_THINGS TO DO_
1: Name every member of the Fingal Public Participation Network that the article on community consultation and the Fingal PPN mentions.
2: Using the article on community consultation and the Fingal PPN, decide whether each statement agrees with it. Answer yes or no and quote the deciding words.
(a) Angela Donnelly is a Sinn Féin councillor for Dublin 15.
(b) A group can organize a deputation without belonging to a PPN.
(c) The Department of Rural and Community Development oversees the PPN program.
3: In two sentences, summarize the article on community consultation and the Fingal PPN.

What’s the best way to tell area residents about plans for a new asylum shelter nearby?
The government should tell communities directly about plans for new asylum shelters, some activists and politicians say.
The Fingal Public Participation Network (PPN) has at times in recent months been unable to process new members, or even email existing members.
Angela Donnelly had been trying to organise a “deputation meeting” with the council for a Clonsilla residents’ association last May.
Meetings like this are useful for residents’ groups, the Dublin 15 Sinn Féin councillor said. “They get to sit in a room with councillors, but also department heads, and speak with them directly.”
The residents group could raise issues like inadequate streetlights or illegal dumping which affect their neighbourhood, she says. “And the benefit of it is that you directly have the ear of the operations department, or whatever other relevant department it may be.”
“It generally does fast-track issues that you have, because people go in with a can-do attitude,” she says.
But, it was while trying to set the face-to-face up that she hit a wall, she says. “I only discovered you can’t organise a deputation without being a member of a PPN [Public Participation Network].”
PPNs gather together community groups in a county into a network. In Fingal, members include the Aer Lingus Bowls Club, African Community Radio, and Ashleigh Residents Association.
These networks are meant to be “the ‘go to’ for all local authorities who wish to benefit from community and voluntary expertise in their area”, according to the Department of Rural and Community Development, which oversees the programme.

_DATA SHOWN_
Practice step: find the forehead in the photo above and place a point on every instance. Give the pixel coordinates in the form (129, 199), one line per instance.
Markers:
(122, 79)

_IN RESPONSE_
1:
- Aer Lingus Bowls Club
- African Community Radio
- Ashleigh Residents Association

2:
(a) Yes: "the Dublin 15 Sinn Féin councillor said"
(b) No: "you can’t organise a deputation without being a member of a PPN"
(c) Yes: "the Department of Rural and Community Development, which oversees the programme"

3: Some activists and politicians say the government should tell communities directly about plans for new asylum shelters, and the Fingal Public Participation Network has at times in recent months been unable to process new members or even email existing ones. While trying to set up a deputation meeting with the council for a Clonsilla residents' association, Dublin 15 Sinn Féin councillor Angela Donnelly discovered that only PPN members can organize such meetings, which she says give residents' groups direct access to councillors and department heads.